Present everything from the line containing "Tag every instance of the man's short" down to the line containing "pixel 237 45", both lines included, as a two-column CSV with the header text,answer. Give one row per entry, put each field in quotation marks, and turn line breaks within a field into spaces.

[start of Entries shown]

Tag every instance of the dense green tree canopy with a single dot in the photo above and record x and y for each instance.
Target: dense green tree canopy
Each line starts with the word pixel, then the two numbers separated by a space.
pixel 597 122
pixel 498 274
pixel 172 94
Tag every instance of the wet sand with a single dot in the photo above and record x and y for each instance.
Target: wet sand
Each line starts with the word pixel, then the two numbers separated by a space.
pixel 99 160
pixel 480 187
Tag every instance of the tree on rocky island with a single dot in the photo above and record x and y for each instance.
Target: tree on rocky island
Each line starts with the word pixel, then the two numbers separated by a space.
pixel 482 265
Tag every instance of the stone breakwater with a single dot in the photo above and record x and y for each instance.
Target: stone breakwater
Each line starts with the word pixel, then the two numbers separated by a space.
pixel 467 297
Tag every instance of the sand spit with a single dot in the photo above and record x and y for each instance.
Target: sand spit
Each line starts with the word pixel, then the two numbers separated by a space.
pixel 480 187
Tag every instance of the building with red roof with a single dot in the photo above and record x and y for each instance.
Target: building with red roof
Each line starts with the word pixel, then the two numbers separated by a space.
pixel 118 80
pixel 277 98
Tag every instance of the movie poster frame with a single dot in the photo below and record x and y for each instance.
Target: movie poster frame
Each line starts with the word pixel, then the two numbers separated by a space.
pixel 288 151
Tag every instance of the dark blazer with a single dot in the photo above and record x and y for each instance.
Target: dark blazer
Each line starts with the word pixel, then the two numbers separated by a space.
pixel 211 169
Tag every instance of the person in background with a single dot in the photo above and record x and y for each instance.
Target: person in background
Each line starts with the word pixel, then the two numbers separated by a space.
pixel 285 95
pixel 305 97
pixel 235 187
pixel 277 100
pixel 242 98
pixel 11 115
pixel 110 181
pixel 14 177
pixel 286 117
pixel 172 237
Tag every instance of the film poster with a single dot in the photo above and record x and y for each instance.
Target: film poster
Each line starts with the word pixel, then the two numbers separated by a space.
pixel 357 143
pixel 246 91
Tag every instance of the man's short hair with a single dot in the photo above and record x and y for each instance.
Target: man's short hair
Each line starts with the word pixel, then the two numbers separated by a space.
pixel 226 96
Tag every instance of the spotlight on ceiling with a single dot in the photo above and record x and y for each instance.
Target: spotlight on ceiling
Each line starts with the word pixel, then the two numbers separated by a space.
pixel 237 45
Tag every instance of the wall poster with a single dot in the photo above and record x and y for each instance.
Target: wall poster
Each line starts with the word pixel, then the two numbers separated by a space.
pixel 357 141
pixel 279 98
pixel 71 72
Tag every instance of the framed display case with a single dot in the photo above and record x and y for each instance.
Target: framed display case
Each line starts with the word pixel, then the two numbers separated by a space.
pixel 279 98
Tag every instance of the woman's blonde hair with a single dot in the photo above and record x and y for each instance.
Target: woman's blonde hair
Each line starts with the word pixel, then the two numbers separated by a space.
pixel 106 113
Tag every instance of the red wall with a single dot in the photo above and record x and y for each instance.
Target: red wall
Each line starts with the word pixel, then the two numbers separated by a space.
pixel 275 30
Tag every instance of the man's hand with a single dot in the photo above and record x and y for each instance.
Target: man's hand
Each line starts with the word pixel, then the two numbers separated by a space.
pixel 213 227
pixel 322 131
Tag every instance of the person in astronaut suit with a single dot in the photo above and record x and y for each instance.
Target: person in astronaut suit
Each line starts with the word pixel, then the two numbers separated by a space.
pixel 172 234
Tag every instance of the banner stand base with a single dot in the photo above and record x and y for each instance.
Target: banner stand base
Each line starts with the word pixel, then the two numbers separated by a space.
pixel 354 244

[end of Entries shown]

→ Correct output:
text,answer
"Tag every instance of the man's short hair with a single dot in the photo above and record x and y for each instance. Target: man's short hair Each line starts with the word pixel, then the two numbers separated by a space.","pixel 226 96"
"Tag every instance of the spotlight on ceiling with a single dot in the photo above and record x and y for each instance. Target: spotlight on ceiling Each line starts with the word pixel, then the two numbers separated by a space.","pixel 237 45"